- Task directions
Repeat the rows below word for word, leaving out the pictures.

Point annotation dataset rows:
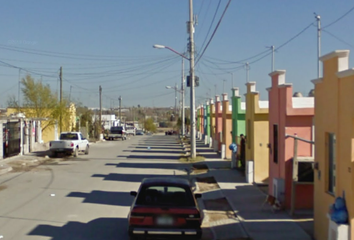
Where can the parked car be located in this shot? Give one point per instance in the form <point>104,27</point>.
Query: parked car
<point>69,143</point>
<point>139,132</point>
<point>165,207</point>
<point>117,132</point>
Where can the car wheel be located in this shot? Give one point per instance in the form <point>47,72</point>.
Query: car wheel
<point>76,152</point>
<point>87,150</point>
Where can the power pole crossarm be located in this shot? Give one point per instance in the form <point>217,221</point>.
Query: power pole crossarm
<point>192,83</point>
<point>61,99</point>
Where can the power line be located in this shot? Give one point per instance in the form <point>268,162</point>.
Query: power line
<point>340,18</point>
<point>341,40</point>
<point>211,24</point>
<point>216,28</point>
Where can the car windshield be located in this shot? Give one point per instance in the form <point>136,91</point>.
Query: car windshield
<point>165,196</point>
<point>69,136</point>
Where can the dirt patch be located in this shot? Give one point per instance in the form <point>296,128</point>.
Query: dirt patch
<point>187,159</point>
<point>218,210</point>
<point>207,184</point>
<point>199,168</point>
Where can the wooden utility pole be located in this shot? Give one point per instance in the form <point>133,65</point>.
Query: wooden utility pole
<point>61,99</point>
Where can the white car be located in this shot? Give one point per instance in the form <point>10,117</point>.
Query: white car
<point>70,143</point>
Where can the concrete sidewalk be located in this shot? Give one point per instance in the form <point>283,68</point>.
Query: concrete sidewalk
<point>246,200</point>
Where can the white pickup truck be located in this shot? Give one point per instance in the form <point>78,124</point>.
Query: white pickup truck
<point>69,143</point>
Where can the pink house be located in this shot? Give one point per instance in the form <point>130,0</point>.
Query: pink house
<point>290,118</point>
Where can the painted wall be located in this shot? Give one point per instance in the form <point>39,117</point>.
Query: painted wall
<point>238,116</point>
<point>218,121</point>
<point>291,120</point>
<point>334,114</point>
<point>257,134</point>
<point>212,119</point>
<point>226,125</point>
<point>48,129</point>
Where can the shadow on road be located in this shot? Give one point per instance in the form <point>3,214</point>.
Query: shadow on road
<point>157,157</point>
<point>103,197</point>
<point>152,150</point>
<point>176,166</point>
<point>130,177</point>
<point>98,229</point>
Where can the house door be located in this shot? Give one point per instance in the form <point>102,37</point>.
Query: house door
<point>14,138</point>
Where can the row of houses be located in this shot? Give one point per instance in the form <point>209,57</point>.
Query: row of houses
<point>302,147</point>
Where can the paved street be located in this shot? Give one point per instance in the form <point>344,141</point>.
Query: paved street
<point>86,198</point>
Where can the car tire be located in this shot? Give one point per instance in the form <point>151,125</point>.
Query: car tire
<point>76,152</point>
<point>87,150</point>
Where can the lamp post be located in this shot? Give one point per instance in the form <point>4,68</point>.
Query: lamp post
<point>182,93</point>
<point>176,90</point>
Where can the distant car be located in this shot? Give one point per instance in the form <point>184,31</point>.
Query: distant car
<point>165,207</point>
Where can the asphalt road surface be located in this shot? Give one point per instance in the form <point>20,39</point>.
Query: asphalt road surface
<point>85,197</point>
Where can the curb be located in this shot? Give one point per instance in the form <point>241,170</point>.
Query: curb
<point>5,169</point>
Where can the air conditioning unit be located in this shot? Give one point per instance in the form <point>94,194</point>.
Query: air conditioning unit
<point>279,189</point>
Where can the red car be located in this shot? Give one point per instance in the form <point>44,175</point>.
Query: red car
<point>165,207</point>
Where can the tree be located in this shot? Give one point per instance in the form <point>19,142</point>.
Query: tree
<point>149,125</point>
<point>40,102</point>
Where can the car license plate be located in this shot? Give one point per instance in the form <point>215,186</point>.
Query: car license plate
<point>164,221</point>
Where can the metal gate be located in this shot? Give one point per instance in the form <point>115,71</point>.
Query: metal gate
<point>12,139</point>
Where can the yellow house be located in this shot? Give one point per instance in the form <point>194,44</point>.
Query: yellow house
<point>334,143</point>
<point>257,136</point>
<point>48,126</point>
<point>212,121</point>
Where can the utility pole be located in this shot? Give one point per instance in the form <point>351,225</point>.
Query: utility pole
<point>223,85</point>
<point>247,71</point>
<point>100,90</point>
<point>192,93</point>
<point>232,80</point>
<point>318,17</point>
<point>182,92</point>
<point>273,49</point>
<point>19,88</point>
<point>176,88</point>
<point>120,110</point>
<point>61,99</point>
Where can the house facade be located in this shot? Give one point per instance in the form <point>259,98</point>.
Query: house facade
<point>257,136</point>
<point>334,137</point>
<point>290,118</point>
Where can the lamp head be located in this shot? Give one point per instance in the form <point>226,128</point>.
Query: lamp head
<point>159,46</point>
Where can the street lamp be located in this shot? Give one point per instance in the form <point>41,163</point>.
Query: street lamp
<point>176,89</point>
<point>183,110</point>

- Solution to the problem
Where can the parked car be located in this shot? Give one point per instance in the form <point>104,27</point>.
Query: parked car
<point>69,143</point>
<point>139,132</point>
<point>165,207</point>
<point>117,132</point>
Where can the car wheel be located in this shot? Give one point per instance in the form <point>47,72</point>.
Query: car wheel
<point>76,152</point>
<point>87,150</point>
Where can the power pole crossarm be located in this shot? Give one point per instance in the form <point>217,221</point>.
Query: power pole crossarm
<point>192,83</point>
<point>61,99</point>
Where can the power line be located in this shot? Give one point per instance in the form <point>268,162</point>.
Query: power line
<point>340,18</point>
<point>341,40</point>
<point>211,24</point>
<point>216,28</point>
Where can the car windshield be located in this shot? Give one point per instance in the form <point>136,91</point>.
Query: car windshield
<point>165,196</point>
<point>69,136</point>
Where can the dirt patch be located in this shot? Give one point per instance in the form <point>296,128</point>.
Query: dirt patch
<point>187,159</point>
<point>218,210</point>
<point>207,184</point>
<point>199,168</point>
Where can the wooden utility pole be located in this shot? Give one point per instance in the form <point>133,65</point>.
Query: wooden utility pole
<point>61,99</point>
Where can the white car be located in this shot? Give one point per instance in the form <point>10,117</point>.
Query: white car
<point>70,143</point>
Where can the concrete sidewalk be located in this shot? Give one point per instance in the form <point>283,68</point>.
Query: concrete sidewalk
<point>246,200</point>
Where can the white pickup truck be located in this shot? Give one point per instance in the form <point>78,124</point>.
Query: white pickup truck
<point>69,143</point>
Where can the pink house be located in this shot? Give one point per instance in the form <point>130,0</point>.
Query: pink house
<point>290,118</point>
Where can the painted wall be located in this shot? Give one point per instance in the form <point>39,117</point>.
Query: painted wall
<point>238,116</point>
<point>218,121</point>
<point>291,120</point>
<point>334,114</point>
<point>257,134</point>
<point>212,119</point>
<point>226,125</point>
<point>48,129</point>
Where can the shadow on road be located in this shot? Give one point per instance in the form <point>3,214</point>.
Query: shadow on road
<point>157,157</point>
<point>103,197</point>
<point>152,150</point>
<point>176,166</point>
<point>130,177</point>
<point>98,229</point>
Where can the house door be located in this shot? Give one point per instance in the form <point>102,37</point>.
Query: house door
<point>14,138</point>
Where can the row of houses be located in this shot? Give one point per instance in the form <point>209,57</point>.
Query: row of houses
<point>302,147</point>
Where can the paved street be located in this shot? Give one point per instance in the form <point>344,141</point>.
Query: paved street
<point>86,198</point>
Where can the car tire be located in this shot? Give one point per instance in the form <point>151,125</point>.
Query: car tire
<point>76,152</point>
<point>87,150</point>
Where can the lamp post be located in this shot? Give one point per instance in the form <point>4,68</point>.
Query: lamp post
<point>182,93</point>
<point>176,90</point>
Where can the distant car be located in this shot? Give one point per instance in the form <point>184,31</point>.
Query: distant car
<point>165,207</point>
Where can the asphalt road surface be located in this shot? Give one point per instance in the form <point>20,39</point>.
Query: asphalt road surface
<point>85,197</point>
Where can the curb be located in this shot? Give one point per instance in the form <point>241,170</point>.
Query: curb
<point>5,169</point>
Where can the air conditioning unit be located in this shot? Give one point per instance in the form <point>94,194</point>.
Query: air conditioning unit
<point>279,189</point>
Where can the red car be located in this shot? Give one point per instance in the form <point>44,175</point>.
Query: red car
<point>165,207</point>
Where can the tree be located in this shot? Give one point per instance in the form <point>19,142</point>.
Query: tree
<point>149,125</point>
<point>40,102</point>
Where can the car license plate be located in this shot? Give one point per instance in the form <point>215,186</point>.
Query: car license plate
<point>164,221</point>
Where can the metal gate be located in this shot? Give one point per instance in the form <point>115,71</point>.
Query: metal gate
<point>12,139</point>
Where can the yellow house be located in this shot? Give one point per instance in the form <point>194,44</point>.
Query: yellow house
<point>334,143</point>
<point>257,136</point>
<point>48,126</point>
<point>212,121</point>
Where can the utility pole be located in this shot? Give one point per instance in the form <point>351,225</point>.
Query: utility pole
<point>223,85</point>
<point>247,71</point>
<point>100,90</point>
<point>192,93</point>
<point>232,80</point>
<point>318,17</point>
<point>182,92</point>
<point>273,49</point>
<point>19,88</point>
<point>176,88</point>
<point>120,110</point>
<point>61,99</point>
Where can the house facade be located in this shot? Give one point per instance in the form <point>259,98</point>.
Query: house facade
<point>257,136</point>
<point>334,137</point>
<point>290,118</point>
Where can the lamp head be located in this shot? Give one point per instance in the form <point>226,128</point>.
Query: lamp head
<point>159,46</point>
Where can the street lamp be located in this shot? Give one point per instance in the form <point>41,163</point>.
Query: street lamp
<point>176,89</point>
<point>183,110</point>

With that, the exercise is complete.